After locating the line that holds "Annotation task: tag one point per instance of the flagpole", transcribe it and each following line to the end of the records, changing nothing and adding nothing.

### Data items:
•••

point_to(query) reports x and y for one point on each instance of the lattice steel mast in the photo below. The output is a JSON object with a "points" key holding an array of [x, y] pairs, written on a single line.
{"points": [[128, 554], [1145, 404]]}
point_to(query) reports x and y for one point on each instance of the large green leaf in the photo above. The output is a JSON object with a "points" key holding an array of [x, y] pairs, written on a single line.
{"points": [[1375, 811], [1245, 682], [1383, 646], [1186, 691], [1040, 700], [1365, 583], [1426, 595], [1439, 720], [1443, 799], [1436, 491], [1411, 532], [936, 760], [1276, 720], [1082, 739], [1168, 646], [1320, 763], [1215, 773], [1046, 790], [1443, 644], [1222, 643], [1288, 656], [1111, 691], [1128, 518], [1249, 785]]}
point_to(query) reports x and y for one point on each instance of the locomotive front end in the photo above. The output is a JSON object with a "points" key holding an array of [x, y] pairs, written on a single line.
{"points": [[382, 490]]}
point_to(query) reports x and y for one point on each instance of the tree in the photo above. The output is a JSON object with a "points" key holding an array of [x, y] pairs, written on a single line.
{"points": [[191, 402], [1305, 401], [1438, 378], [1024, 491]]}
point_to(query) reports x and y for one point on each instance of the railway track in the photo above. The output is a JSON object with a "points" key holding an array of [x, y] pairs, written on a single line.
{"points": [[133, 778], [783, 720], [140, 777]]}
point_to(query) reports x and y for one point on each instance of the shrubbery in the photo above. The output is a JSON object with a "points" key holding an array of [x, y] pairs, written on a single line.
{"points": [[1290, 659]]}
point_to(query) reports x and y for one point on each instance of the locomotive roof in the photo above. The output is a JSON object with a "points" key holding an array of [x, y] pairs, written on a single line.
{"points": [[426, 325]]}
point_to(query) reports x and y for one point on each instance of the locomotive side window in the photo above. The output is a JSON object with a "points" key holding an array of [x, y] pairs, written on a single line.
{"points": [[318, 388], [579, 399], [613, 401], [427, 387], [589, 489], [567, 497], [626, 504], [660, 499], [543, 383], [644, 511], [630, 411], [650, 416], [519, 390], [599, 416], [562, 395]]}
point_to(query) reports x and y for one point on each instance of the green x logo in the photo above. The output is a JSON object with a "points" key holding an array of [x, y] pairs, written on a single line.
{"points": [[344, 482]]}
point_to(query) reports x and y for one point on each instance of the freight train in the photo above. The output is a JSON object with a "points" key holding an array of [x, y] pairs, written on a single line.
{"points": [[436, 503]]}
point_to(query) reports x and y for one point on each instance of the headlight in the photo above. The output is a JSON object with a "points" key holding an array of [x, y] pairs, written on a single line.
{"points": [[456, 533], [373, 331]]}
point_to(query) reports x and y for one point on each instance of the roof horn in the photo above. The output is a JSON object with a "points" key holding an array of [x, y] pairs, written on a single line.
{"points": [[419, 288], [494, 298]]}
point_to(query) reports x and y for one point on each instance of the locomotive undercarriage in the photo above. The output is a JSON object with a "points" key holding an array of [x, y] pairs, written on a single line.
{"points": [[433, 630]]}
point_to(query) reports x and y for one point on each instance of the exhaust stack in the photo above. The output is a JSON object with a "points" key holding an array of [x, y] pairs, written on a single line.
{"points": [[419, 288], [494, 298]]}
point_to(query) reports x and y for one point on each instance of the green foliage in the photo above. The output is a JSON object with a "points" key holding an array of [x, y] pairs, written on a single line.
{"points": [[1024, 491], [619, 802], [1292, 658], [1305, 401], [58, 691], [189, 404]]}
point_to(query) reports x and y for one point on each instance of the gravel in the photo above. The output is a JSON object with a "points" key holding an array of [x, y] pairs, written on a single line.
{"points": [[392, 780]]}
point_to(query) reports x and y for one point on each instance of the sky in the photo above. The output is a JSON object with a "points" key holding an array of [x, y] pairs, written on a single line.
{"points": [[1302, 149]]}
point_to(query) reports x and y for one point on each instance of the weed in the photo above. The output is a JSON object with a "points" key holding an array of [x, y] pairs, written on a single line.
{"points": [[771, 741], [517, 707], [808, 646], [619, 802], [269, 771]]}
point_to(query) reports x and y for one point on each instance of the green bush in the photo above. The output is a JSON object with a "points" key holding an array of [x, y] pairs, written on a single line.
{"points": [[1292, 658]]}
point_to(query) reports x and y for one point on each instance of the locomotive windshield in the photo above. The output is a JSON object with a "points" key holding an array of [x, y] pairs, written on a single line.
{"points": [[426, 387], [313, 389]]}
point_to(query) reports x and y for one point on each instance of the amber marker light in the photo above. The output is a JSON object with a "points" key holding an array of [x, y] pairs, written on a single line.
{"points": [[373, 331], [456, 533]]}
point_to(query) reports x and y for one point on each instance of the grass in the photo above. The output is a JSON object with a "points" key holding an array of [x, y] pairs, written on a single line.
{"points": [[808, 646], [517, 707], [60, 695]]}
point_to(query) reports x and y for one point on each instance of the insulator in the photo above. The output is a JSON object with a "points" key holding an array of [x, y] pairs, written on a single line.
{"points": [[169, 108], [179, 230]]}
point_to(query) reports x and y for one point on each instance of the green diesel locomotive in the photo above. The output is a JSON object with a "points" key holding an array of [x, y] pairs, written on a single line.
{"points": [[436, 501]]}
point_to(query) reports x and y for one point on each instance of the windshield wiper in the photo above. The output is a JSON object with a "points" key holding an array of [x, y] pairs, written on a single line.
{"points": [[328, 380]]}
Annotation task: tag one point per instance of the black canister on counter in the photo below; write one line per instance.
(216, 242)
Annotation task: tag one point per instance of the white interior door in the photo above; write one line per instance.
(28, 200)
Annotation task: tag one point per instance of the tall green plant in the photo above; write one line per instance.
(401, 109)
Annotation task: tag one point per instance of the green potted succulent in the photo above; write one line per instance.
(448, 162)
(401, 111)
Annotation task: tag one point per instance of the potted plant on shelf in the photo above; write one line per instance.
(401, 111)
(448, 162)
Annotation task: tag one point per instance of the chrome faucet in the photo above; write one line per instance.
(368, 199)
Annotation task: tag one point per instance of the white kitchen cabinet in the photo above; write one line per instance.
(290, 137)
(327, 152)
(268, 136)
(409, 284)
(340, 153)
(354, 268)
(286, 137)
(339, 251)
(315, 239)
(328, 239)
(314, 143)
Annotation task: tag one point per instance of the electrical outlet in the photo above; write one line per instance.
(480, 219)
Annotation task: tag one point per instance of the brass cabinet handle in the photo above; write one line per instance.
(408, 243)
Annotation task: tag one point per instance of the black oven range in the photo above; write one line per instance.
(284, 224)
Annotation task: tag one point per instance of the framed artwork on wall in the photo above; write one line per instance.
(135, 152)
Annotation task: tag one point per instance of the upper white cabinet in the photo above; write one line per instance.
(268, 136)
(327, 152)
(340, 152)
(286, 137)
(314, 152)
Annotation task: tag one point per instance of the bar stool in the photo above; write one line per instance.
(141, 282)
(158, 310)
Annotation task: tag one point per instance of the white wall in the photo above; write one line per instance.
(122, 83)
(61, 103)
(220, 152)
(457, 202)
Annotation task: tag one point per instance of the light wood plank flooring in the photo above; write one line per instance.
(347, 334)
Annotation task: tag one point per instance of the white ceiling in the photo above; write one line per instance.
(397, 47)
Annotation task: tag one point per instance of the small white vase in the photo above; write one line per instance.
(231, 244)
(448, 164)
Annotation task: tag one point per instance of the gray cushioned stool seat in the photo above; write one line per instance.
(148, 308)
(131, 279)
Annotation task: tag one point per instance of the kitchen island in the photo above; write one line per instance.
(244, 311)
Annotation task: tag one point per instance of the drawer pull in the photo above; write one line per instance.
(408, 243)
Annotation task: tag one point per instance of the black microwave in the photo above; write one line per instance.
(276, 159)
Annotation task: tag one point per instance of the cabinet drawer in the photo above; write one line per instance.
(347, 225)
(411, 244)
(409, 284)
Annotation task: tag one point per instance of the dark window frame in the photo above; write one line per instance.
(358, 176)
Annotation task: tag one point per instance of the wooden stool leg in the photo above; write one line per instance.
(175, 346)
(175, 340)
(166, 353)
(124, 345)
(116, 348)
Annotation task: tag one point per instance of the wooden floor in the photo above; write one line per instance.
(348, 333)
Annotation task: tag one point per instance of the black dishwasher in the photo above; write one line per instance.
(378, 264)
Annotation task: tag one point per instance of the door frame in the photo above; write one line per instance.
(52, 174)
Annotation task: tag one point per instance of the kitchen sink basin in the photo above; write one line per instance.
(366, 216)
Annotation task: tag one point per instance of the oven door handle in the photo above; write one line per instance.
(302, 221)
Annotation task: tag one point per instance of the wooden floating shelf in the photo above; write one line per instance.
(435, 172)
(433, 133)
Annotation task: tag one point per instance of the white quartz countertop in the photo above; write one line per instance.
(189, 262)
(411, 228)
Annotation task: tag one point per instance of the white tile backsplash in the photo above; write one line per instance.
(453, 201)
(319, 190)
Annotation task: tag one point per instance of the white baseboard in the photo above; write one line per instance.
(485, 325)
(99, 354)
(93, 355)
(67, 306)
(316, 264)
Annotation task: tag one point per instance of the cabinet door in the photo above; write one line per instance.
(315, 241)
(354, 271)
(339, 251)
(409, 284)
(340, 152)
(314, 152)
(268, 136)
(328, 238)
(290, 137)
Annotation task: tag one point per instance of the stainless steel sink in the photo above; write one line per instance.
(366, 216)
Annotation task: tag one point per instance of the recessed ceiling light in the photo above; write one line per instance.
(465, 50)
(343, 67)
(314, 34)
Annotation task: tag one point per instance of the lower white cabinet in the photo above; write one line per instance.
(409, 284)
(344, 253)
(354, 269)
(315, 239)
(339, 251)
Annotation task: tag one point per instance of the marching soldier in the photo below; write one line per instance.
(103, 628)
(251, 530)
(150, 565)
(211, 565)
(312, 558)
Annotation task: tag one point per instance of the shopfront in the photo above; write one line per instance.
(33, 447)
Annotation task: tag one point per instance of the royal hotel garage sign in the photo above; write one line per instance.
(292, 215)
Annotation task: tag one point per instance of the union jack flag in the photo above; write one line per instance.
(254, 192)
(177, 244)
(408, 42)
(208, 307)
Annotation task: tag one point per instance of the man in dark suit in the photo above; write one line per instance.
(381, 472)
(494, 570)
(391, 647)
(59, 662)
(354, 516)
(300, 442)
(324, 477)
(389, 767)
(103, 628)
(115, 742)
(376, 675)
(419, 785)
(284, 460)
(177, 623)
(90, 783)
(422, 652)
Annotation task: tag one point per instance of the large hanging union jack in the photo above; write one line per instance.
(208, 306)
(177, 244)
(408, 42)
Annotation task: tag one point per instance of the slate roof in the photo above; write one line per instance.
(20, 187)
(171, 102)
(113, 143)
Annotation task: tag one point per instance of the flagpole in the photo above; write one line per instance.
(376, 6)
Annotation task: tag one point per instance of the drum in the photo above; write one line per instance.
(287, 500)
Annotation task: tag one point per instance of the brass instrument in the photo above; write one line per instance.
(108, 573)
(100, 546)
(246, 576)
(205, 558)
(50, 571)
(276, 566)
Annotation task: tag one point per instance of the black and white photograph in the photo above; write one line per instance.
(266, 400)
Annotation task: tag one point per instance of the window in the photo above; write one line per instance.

•••

### FINISHED TASK:
Annotation task: tag one point per instance of the flagpole in the photo above; write one line per instance.
(376, 6)
Annotation task: tag one point per instance of the drum in the photo above; write one line per instance.
(287, 500)
Annotation task: tag one point per instance of the brass instrument in the photo above; write one line per instance.
(108, 573)
(100, 546)
(246, 576)
(205, 558)
(50, 571)
(276, 566)
Annotation task: tag one point per instance of the black and white photograph in the photo above; write one line per instance.
(266, 400)
Annotation task: tag one point per instance of the window in the photo above; write one line per instance.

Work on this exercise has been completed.